Texto:
= = =

Sobre a experiência brasileira, Valadão e Gassen (p. 183) fazem importante crítica. Asseveram os autores que:
As poucas vezes que a instituição do IGF veio à pauta os argumentos contrários a sua instituição vieram de forma contundente afirmando que o custo administrativo deste tipo de tributo é muito alto, que afugentaria do Brasil as grandes fortunas, pois os contribuintes buscariam paraísos fiscais, que é difícil determinar qual será a base de cálculo, que aumentaria a sonegação fiscal pela ocultação do patrimônio, que não se tem garantia de que as receitas tributárias do IGF seriam corretamente aplicadas, enfim, uma sorte de argumentos com baixo grau de racionalidade e com forte grau ideológico da elite econômica brasileira. Embora haja argumentos de cunho econômico como a estrutura de formação capital, vis a vis o investimento público e privado, não se nota muita racionalidade nas discussões em torno do IGF (VALADÃO; GASSEN, 2020, p. 183)
Nota-se pelo exposto que não faltam justificativas dos que buscam inviabilizar a regulamentação do IGF em território brasileiro. Breda (2021) adiciona ainda outros pontos à discussão, ao comentar os citados dados da OCDE. “Esses dados da OCDE, analisados em relatório elaborado pelo Insper, mostram que, nos países em que o imposto foi extinto, havia preocupações quanto à eficiência arrecadatória e aos custos administrativos ante as receitas geradas”.

= = =

Material fornecido:
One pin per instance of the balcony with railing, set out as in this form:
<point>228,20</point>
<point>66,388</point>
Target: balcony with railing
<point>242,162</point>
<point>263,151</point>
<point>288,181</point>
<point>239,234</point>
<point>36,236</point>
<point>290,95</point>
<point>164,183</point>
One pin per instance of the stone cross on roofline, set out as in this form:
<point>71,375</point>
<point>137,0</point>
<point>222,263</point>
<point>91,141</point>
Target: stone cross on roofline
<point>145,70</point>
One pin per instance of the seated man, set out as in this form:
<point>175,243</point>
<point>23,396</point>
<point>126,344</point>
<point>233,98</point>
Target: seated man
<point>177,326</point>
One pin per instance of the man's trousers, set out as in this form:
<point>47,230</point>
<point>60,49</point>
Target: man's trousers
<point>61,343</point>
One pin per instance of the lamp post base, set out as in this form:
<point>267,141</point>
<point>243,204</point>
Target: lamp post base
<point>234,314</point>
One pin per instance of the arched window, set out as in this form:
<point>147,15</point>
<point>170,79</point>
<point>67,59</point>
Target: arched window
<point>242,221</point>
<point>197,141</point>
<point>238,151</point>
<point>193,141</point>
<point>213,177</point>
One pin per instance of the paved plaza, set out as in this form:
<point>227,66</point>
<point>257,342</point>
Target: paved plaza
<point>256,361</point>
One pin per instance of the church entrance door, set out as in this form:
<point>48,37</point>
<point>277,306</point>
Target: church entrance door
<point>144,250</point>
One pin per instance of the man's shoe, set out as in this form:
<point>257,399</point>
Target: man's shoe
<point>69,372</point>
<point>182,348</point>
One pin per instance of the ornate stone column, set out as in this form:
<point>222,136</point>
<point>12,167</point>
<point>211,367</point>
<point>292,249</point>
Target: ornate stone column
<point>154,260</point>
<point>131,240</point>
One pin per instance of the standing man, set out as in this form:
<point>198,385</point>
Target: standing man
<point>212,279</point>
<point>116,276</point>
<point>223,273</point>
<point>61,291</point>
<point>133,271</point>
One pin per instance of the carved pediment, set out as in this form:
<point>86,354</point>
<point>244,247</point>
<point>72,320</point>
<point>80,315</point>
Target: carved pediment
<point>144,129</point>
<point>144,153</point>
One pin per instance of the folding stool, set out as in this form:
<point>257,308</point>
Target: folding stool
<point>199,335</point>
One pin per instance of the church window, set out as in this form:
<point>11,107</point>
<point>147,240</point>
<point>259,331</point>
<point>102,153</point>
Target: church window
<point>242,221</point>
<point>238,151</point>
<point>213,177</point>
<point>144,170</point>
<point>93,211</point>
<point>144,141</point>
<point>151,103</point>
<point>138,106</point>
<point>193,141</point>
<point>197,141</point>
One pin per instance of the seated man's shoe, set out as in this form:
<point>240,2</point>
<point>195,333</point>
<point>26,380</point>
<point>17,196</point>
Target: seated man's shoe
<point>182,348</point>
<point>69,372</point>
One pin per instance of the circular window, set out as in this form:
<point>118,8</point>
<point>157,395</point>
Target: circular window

= = =

Exercícios:
(a) Indique, por favor, se cada afirmação concorda com o texto sobre o IGF, respondendo sim ou não e citando literalmente as palavras do texto que decidem: (i) Valadão e Gassen consideram os argumentos contrários ao IGF pouco racionais; (ii) os dados da OCDE comentados por Breda foram analisados em relatório do Ipea; (iii) nos países que extinguiram o imposto, havia preocupação com os custos administrativos.
(b) De acordo com um dos argumentos contrários citados no texto sobre o IGF, o que os contribuintes buscariam se o imposto fosse instituído?

Respostas por item:
(a)
(i) Sim: "uma sorte de argumentos com baixo grau de racionalidade e com forte grau ideológico da elite econômica brasileira".
(ii) Não: "analisados em relatório elaborado pelo Insper".
(iii) Sim: "havia preocupações quanto à eficiência arrecadatória e aos custos administrativos ante as receitas geradas".

(b) Buscariam paraísos fiscais.